▶ [Teks Bacaan]:
Kevin Prince-Boateng juga salah satu pemain yang pernah merasakan ganasnya mulut para tifosi Italia yang gemar menirukan suara monyet dari tribun. Selain keduanya, masih ada banyak pesepakbola berkulit hitam yang mendapat perlakuan rasis suporter di Italia.

Di Inggris, bangku penonton yang rata-rata dekat dengan pinggir lapangan tampaknya menjadi tempat paling empuk untuk mengacungkan jari tengah. Raheem Sterling pernah menghadapi hinaan tersebut ketika ingin melakukan lemparan ke dalam. Marcus Rashford dan Paul Pogba pun pernah menerima cibiran berbau rasis dari fans sendiri tatkala gagal mengeksekusi penalti di sebuah pertandingan.

Di Spanyol, Dani Alves pernah memberikan reaksi dingin dengan memakan pisang yang dilempar ke arahnya ketika fans Villarreal melempar buah tersebut dari tribun penonton sesaat sebelum Alves mengeksekusi sepak pojok. Ini hanya beberapa kasus yang disebut, sesungguhnya masih ada banyak kasus rasisme yang terjadi dalam dunia sepakbola yang tidak saja dialami oleh para pemain, tetapi juga oleh para suporter.

Catatan anotasi titik
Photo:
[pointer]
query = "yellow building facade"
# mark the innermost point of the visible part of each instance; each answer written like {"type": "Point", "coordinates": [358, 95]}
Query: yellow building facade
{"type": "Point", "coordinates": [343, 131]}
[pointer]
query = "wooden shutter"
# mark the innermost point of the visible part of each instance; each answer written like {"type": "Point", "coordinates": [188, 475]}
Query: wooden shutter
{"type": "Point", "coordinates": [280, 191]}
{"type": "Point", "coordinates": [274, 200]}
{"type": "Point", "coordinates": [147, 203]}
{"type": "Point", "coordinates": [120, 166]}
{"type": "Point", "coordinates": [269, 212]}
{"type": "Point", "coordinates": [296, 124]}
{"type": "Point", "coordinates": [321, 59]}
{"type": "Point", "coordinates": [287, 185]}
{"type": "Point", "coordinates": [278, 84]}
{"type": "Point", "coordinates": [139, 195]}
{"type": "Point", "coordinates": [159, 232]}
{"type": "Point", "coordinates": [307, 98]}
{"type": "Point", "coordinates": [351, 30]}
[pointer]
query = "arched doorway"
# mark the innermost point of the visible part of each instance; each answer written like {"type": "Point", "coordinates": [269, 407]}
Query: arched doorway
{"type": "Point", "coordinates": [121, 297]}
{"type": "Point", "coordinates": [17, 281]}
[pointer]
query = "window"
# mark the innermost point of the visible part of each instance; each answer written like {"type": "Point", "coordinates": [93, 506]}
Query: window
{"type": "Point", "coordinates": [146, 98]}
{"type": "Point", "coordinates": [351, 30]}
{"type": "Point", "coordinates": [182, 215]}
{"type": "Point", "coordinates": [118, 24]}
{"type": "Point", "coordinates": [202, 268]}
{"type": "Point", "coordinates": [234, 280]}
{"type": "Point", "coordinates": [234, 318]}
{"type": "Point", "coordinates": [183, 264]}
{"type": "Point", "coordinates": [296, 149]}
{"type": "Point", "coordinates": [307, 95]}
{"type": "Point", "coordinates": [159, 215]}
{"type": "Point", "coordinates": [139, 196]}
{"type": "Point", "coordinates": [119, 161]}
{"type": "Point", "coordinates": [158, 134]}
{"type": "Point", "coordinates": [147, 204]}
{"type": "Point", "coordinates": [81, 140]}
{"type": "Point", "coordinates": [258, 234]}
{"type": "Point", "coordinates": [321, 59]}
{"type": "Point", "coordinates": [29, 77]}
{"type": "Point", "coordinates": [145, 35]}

▶ [Soal Latihan]:
1. Tolong sebutkan semua pemain sepak bola yang namanya disebut dalam teks tentang rasisme di sepak bola.
2. Menurut teks tentang rasisme di sepak bola, apa yang dilakukan Dani Alves terhadap pisang yang dilempar fans Villarreal?
3. Kembalikan secara persis bagian teks tentang rasisme di sepak bola yang dibuka dengan kata-kata yang memuat "Di Inggris, bangku" dan ditutup dengan "oleh para suporter.".

▶ [Hasil Latihan]:
1. Kevin Prince-Boateng, Raheem Sterling, Marcus Rashford, Paul Pogba, Dani Alves

2. Ia memakan pisang yang dilempar ke arahnya.

3.
Di Inggris, bangku penonton yang rata-rata dekat dengan pinggir lapangan tampaknya menjadi tempat paling empuk untuk mengacungkan jari tengah. Raheem Sterling pernah menghadapi hinaan tersebut ketika ingin melakukan lemparan ke dalam. Marcus Rashford dan Paul Pogba pun pernah menerima cibiran berbau rasis dari fans sendiri tatkala gagal mengeksekusi penalti di sebuah pertandingan.

Di Spanyol, Dani Alves pernah memberikan reaksi dingin dengan memakan pisang yang dilempar ke arahnya ketika fans Villarreal melempar buah tersebut dari tribun penonton sesaat sebelum Alves mengeksekusi sepak pojok. Ini hanya beberapa kasus yang disebut, sesungguhnya masih ada banyak kasus rasisme yang terjadi dalam dunia sepakbola yang tidak saja dialami oleh para pemain, tetapi juga oleh para suporter.